[Start Information provided]

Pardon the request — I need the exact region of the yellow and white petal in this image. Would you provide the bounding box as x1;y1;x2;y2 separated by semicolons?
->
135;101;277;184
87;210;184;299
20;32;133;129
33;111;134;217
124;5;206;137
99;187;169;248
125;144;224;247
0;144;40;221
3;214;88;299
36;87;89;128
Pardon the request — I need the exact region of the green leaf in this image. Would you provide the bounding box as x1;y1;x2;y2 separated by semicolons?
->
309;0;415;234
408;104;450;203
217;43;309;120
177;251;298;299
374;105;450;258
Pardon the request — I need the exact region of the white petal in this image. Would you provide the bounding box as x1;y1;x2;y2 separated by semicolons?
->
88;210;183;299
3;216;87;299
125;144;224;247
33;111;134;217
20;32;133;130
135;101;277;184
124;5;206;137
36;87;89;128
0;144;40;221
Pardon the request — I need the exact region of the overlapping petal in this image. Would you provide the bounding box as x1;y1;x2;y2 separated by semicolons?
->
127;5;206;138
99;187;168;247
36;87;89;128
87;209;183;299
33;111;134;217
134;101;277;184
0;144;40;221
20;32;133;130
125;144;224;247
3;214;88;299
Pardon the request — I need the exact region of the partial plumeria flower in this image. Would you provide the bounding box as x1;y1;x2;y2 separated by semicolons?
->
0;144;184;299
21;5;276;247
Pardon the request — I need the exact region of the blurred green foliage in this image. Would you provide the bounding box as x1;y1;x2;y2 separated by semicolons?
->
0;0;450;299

[End Information provided]
[Start Information provided]

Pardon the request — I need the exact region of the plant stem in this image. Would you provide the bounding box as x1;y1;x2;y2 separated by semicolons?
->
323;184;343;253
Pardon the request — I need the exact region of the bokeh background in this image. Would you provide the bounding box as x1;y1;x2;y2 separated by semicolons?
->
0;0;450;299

[End Information provided]
[Start Information provided]

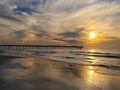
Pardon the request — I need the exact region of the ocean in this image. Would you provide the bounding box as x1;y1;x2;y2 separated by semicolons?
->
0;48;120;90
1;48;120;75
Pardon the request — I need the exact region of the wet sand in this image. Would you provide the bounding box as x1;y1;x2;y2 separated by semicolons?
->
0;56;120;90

[End Information provided]

### Requirements
How many lines of the data above contain the word "green"? Reply with the number alone.

### Answer to this task
2